DATA PROVIDED →
^^^^
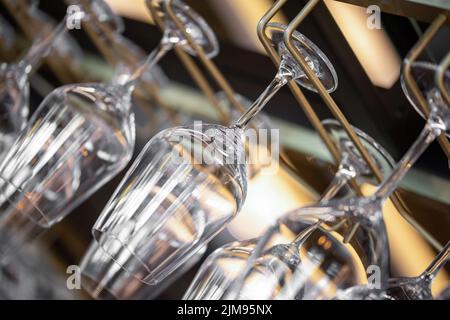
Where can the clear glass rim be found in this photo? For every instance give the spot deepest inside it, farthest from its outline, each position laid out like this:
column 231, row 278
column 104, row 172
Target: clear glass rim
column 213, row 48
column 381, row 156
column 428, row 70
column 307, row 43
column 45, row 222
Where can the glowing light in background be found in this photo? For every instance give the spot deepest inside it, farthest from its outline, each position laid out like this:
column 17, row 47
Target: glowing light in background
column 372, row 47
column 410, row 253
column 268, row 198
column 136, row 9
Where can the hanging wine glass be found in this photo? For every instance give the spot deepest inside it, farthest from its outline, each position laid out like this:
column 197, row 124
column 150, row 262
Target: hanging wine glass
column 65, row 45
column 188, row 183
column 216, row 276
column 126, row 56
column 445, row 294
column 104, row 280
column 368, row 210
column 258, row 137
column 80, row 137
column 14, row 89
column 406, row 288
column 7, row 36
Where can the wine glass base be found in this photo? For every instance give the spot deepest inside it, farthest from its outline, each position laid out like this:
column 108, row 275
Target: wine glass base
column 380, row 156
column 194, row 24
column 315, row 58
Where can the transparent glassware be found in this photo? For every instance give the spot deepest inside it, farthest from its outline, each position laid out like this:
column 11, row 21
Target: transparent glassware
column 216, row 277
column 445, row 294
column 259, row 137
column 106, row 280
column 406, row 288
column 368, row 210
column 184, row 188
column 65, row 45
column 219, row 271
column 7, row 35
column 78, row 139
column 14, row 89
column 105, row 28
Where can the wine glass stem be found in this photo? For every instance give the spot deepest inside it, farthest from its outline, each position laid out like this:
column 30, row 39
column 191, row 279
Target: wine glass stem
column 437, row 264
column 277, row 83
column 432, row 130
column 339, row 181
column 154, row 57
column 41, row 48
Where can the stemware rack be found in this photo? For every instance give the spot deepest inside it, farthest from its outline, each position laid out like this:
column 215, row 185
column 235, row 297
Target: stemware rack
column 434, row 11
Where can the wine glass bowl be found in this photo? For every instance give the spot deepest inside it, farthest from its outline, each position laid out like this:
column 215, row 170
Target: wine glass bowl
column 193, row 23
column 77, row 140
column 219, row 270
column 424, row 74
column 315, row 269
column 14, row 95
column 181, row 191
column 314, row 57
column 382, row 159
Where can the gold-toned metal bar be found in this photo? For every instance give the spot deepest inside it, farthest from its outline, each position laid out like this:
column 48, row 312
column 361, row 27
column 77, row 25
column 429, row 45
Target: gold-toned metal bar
^^^^
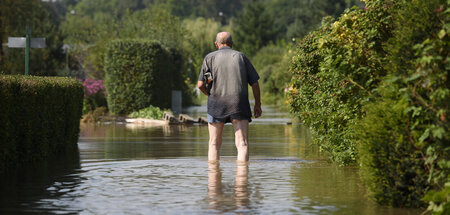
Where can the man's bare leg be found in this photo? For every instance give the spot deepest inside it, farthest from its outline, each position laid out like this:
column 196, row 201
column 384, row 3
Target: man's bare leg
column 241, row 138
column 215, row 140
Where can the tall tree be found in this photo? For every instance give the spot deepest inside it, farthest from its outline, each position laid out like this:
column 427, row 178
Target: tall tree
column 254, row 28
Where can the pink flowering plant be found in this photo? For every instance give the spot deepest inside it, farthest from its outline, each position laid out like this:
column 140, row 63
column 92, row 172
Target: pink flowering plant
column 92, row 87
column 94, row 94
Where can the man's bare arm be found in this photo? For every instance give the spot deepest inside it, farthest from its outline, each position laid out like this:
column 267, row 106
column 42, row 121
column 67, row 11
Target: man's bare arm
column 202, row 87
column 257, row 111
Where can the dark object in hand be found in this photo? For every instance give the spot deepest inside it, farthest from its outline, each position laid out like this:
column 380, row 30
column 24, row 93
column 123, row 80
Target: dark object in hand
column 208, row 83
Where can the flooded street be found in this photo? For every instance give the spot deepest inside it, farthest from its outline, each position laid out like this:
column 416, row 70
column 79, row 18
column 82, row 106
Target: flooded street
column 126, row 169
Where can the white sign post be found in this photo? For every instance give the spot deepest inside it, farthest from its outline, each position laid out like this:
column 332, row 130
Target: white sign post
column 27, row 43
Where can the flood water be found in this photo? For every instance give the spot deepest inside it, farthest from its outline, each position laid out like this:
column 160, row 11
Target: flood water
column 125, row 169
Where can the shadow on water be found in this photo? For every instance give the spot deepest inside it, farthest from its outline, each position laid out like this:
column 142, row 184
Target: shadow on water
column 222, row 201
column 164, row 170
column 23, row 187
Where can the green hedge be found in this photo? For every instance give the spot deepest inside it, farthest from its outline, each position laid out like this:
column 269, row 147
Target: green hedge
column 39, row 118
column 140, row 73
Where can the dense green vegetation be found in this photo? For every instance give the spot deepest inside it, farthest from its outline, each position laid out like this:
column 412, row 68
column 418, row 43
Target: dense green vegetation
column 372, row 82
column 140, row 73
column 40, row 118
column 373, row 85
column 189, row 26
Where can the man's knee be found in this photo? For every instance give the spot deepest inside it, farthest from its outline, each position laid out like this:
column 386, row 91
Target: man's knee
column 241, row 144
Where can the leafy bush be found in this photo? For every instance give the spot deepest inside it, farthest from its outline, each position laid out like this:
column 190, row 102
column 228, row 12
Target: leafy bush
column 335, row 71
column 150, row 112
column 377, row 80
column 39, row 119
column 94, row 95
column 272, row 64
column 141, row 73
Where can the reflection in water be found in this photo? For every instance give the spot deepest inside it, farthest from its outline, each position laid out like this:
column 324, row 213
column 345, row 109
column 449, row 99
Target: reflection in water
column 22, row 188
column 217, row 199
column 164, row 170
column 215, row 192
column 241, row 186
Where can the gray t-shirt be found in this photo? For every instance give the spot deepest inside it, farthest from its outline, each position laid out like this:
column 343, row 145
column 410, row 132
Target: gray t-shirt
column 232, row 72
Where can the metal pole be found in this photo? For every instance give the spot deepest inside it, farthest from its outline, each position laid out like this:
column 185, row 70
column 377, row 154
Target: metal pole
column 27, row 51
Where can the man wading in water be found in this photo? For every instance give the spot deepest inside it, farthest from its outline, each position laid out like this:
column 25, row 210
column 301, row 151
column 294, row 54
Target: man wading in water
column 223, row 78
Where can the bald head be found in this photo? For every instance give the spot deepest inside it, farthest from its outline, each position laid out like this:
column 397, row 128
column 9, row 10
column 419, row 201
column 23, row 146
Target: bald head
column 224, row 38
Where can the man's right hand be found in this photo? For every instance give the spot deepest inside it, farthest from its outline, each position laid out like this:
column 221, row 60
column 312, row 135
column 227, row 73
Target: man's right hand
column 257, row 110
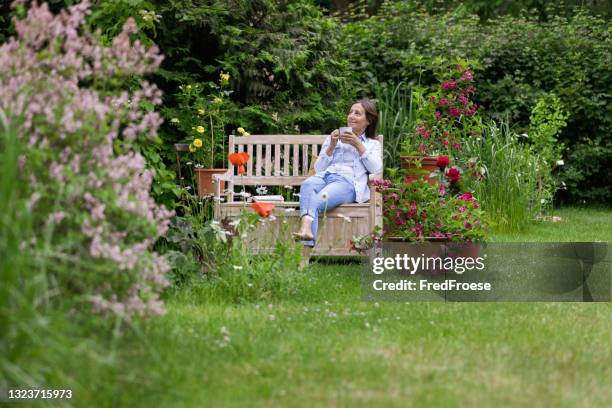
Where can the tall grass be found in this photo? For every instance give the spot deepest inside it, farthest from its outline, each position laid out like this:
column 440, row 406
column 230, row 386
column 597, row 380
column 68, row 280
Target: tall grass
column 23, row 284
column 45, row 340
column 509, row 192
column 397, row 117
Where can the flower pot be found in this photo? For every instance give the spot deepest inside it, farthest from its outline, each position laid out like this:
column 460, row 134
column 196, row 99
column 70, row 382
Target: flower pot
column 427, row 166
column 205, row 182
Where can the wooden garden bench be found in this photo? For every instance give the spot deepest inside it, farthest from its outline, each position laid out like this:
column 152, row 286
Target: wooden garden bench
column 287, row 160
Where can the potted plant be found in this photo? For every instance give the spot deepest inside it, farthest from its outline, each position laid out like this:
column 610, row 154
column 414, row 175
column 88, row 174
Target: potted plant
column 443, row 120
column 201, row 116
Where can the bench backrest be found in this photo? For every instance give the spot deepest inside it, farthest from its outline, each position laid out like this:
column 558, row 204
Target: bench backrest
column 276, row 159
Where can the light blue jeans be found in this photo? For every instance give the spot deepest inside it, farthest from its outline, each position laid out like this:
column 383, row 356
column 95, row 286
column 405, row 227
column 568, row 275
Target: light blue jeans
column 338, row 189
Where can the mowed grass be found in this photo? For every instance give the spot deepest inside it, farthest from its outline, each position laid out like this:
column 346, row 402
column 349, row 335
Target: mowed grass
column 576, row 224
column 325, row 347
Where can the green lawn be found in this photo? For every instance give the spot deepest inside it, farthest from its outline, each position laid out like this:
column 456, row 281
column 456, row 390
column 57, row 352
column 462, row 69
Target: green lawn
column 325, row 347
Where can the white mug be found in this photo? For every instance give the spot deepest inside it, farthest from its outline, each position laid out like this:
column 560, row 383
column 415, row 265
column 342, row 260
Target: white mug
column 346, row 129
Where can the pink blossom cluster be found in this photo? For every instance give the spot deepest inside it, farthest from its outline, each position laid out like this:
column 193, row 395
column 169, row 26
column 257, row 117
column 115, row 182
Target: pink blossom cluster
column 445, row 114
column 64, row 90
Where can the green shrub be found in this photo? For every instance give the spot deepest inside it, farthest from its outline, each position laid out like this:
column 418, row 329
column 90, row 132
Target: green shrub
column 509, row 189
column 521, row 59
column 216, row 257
^^^^
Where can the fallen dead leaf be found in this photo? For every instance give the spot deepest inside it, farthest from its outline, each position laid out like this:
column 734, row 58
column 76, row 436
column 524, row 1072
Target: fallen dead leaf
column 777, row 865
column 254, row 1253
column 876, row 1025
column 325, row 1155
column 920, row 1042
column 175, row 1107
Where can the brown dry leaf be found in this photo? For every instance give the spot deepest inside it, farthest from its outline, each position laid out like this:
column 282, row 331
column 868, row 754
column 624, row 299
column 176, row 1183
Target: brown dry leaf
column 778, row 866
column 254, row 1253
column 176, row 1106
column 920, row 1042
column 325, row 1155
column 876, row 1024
^^^^
GOAL →
Count the lines in the listing above that contain the string "base" with matching case. Reply with only the number.

COMPLETED EXERCISE →
2